■ Polecenie 1
Przepisz z tekstu o przepraszaniu fragment między słowami „To brzydka twarz, która” a „Zbyt wiele razy.”, łącznie z tymi słowami.
■ Polecenie 2
Oceń, czy poniższe stwierdzenia zgadzają się z tekstem o przepraszaniu. Przy każdym odpowiedz „tak” lub „nie” i przytocz dosłownie rozstrzygające słowa tekstu.
(a) Nadmierne przepraszanie w relacji stawia przepraszającego wyżej niż drugą osobę.
(b) Na pytanie, ile razy ktoś mimo wyrzutów sumienia nie wyciągnął ręki na zgodę jako pierwszy, tekst odpowiada, że zbyt wiele razy.
(c) Przepraszanie za rzeczy, które nie są naszą odpowiedzialnością, wysyła sygnał, że nasze potrzeby i granice nie są ważne.
■ Polecenie 3
Kontynuuj tekst o przepraszaniu, zaczynając zaraz po jego ostatnim zdaniu.

■ Fragment do przeczytania
###
Jesteś ciekaw odpowiedzi? A po co Ci ona, skoro Twoje ego wie najlepiej? I widzisz, właśnie w tym tkwi cały problem z przepraszaniem. Chcesz zachować resztki twarzy, tylko jaka to twarz skoro najbardziej na świecie zraniła osobę, którą jeszcze kilka dni temu całowały jej usta i szeptały tyle pięknych rzeczy o uczuciach?
To brzydka twarz, która musi zrozumieć, że upór i zawziętość, nie prowadzi do niczego dobrego. To twarz, która powinna sobie darować oczekiwania, że jako pierwsza musi zostać przeproszona, zwłaszcza, kiedy biła mocnej i celniej, bo najważniejsze było obronienie swoich racji… udało Ci się? I co teraz zrobisz z tymi pożal się Boże racjami? Właśnie wywalają Ci do góry nogami całe twoje życie i sprawiają, że bliska Ci osoba, najchętniej by się spakowała i wyniosła, bo już Cię nie poznaje…
Nie należy Cię przepraszać jako pierwszą/ pierwszego, gdy Twoje podejście do zgody robi się toksyczne. Wiesz co mam na myśli? Oczywiście, że doskonale wiesz. Ile razy ewidentnie zjebałaś/zjebałeś i gryzły Cię wyrzuty sumienia, a pomimo to nie wyciągnęłaś/wyciągnąłeś ręki na zgodę jako pierwsza/pierwszy?
Zbyt wiele razy.
I to zbyt wiele razy prowadzi do toksycznych sytuacji, w których ewidentnie przegięło się pale, a pomimo tego, chodzi się dumnym, butnym i obrażonym jak paw. Jeśli wykorzystujesz te sytuacje i oczekujesz, że ktoś wypije piwo, którego nie naważył, to uważaj, żeby się nie przeliczyć… trzeba mieć wyjątkowy tupet.
Do osoby, która zazwyczaj musi przepraszać jako pierwsza,
choć mniej winy leży po jej stronie. Robisz to, ponieważ w dalszym ciągu Ci zależy i nie chcesz, aby ten kretyn czy kretynka niszczyła wszystko co dotąd wspólnie zbudowaliście. Pamiętaj jednak, że nadmierne przepraszanie w relacji stawia Cię niżej niż tą drugą osobę. Takie zachowanie osłabia poczucie własnej wartości i potęguje twoją bezsilność.
Takie zachowanie uczy winowajcę, że w dalszym ciągu może sobie pozwalać na radosne przechadzanie się po trupach do celu, czyli swoich „racji”. Swoją uległością pokazujesz jak ma Cię traktować, jeśli przepraszasz za rzeczy, które nie są twoją odpowiedzialnością, to wysyłasz jasny sygnał, że twoje potrzeby i granice nie są ważne. Niszczysz swoją wiarygodność i stawiasz się w pozycji podporządkowanej.
###
■ Wiersze danych
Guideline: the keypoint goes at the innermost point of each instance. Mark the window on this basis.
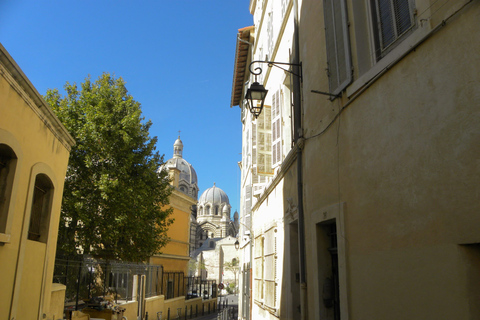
(270, 267)
(258, 273)
(266, 269)
(337, 45)
(392, 19)
(263, 142)
(8, 162)
(41, 206)
(276, 128)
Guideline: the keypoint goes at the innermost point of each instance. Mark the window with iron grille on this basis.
(258, 268)
(270, 265)
(392, 19)
(265, 276)
(41, 207)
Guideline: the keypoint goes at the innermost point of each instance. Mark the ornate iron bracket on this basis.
(257, 71)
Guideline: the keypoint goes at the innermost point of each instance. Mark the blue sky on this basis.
(176, 57)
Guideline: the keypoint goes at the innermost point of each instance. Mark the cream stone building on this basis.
(175, 255)
(215, 237)
(360, 177)
(34, 152)
(213, 216)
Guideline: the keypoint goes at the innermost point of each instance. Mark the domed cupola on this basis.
(213, 215)
(183, 176)
(214, 202)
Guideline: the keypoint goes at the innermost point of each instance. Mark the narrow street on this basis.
(228, 301)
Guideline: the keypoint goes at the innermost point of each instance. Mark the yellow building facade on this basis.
(34, 152)
(371, 211)
(175, 255)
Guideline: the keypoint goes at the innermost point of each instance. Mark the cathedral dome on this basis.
(214, 195)
(187, 177)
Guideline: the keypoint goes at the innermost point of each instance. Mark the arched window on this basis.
(8, 164)
(41, 207)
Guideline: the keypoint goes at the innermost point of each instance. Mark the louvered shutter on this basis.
(276, 128)
(264, 142)
(338, 45)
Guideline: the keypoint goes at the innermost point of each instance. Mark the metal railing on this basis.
(87, 279)
(91, 280)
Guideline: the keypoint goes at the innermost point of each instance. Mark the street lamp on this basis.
(257, 91)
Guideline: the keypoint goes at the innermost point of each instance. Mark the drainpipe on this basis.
(299, 141)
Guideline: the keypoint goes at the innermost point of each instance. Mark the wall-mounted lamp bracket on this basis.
(326, 93)
(257, 71)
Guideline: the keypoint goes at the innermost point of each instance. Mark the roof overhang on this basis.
(240, 67)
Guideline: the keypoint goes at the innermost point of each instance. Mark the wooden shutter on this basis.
(276, 128)
(338, 45)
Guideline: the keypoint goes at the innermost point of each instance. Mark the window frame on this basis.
(334, 48)
(41, 208)
(381, 49)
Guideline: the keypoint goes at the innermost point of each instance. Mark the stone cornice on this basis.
(20, 83)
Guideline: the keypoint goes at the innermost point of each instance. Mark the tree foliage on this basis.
(114, 198)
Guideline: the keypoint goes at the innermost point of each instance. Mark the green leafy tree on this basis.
(114, 198)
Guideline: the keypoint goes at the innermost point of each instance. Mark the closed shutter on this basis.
(264, 142)
(270, 250)
(338, 45)
(276, 128)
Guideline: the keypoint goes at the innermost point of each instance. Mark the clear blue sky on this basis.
(176, 57)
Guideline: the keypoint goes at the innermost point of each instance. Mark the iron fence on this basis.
(87, 278)
(90, 280)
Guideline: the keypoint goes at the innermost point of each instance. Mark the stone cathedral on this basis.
(210, 217)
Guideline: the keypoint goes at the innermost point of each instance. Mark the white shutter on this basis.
(264, 142)
(337, 44)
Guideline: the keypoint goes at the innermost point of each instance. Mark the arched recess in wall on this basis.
(11, 165)
(41, 203)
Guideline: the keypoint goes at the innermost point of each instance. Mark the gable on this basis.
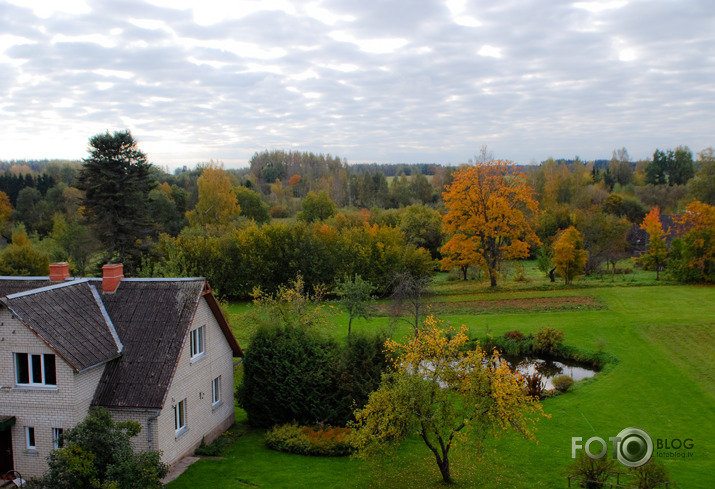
(70, 319)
###
■ Odpowiedź pisemna 1
To brzydka twarz, która musi zrozumieć, że upór i zawziętość, nie prowadzi do niczego dobrego. To twarz, która powinna sobie darować oczekiwania, że jako pierwsza musi zostać przeproszona, zwłaszcza, kiedy biła mocnej i celniej, bo najważniejsze było obronienie swoich racji… udało Ci się? I co teraz zrobisz z tymi pożal się Boże racjami? Właśnie wywalają Ci do góry nogami całe twoje życie i sprawiają, że bliska Ci osoba, najchętniej by się spakowała i wyniosła, bo już Cię nie poznaje…
Nie należy Cię przepraszać jako pierwszą/ pierwszego, gdy Twoje podejście do zgody robi się toksyczne. Wiesz co mam na myśli? Oczywiście, że doskonale wiesz. Ile razy ewidentnie zjebałaś/zjebałeś i gryzły Cię wyrzuty sumienia, a pomimo to nie wyciągnęłaś/wyciągnąłeś ręki na zgodę jako pierwsza/pierwszy?
Zbyt wiele razy.

■ Odpowiedź pisemna 2
(a) Nie: „nadmierne przepraszanie w relacji stawia Cię niżej niż tą drugą osobę”.
(b) Tak: „Zbyt wiele razy.”
(c) Tak: „jeśli przepraszasz za rzeczy, które nie są twoją odpowiedzialnością, to wysyłasz jasny sygnał, że twoje potrzeby i granice nie są ważne”.

■ Odpowiedź pisemna 3
Na to zgody nie powinno być, bo nie warto poświęcać się „dla dobra związku” – to żadne dobro, gdy jedna strona emocjonalnie wykorzystuje i manipuluje drugą, stawiając się w roli sędziego i kata.
Przełamywanie milczenia i udawanie, że nic się nie stało, również nie prowadzi do niczego dobrego. Problem, który nie został rozwiązany, a tylko zamieciony pod dywan nadal zostaje problemem, który prawdodpobnie wkrótce wróci do nas z impetem. Ludzie też nie potrafią z dnia na dzień udawać, że nic się nie stało, bo krzywdy są jak rany, które należy koić rzeczywistym żalem i wyjaśnieniami.
Ludzie, którym naprawdę na sobie zależy nie dąsają się po kątach jak dzieci. Ponad wszystko wspólnie szukają właściwego rozwiązania problemu. Robią wszystko co konieczne, aby związek przetrwał i pozostawał w dobrej kondycji. Nawet jeśli wymaga to osobistego przyznania się do winy i poniesienia wszelkich konsekwencji.
Siadacie i rozmawiacie. Jeśli nie potraficie lub nie dochodzicie do zgody, cóż… może powinniście być sam i dalej naiwnie myśleć, że w końcu spotkacie kogoś, kto zaakceptuje waszą butność i często niedojrzałe zachowanie.
Myślę, że uniesienie odpowiedzialności płynącej z popełnionych błędów, jest dużo bardziej imponujące, niż dowodzenie za wszelką cenę, tego, że „miało się rację” – zwłaszcza, gdy ewidentnie się jej nie miało.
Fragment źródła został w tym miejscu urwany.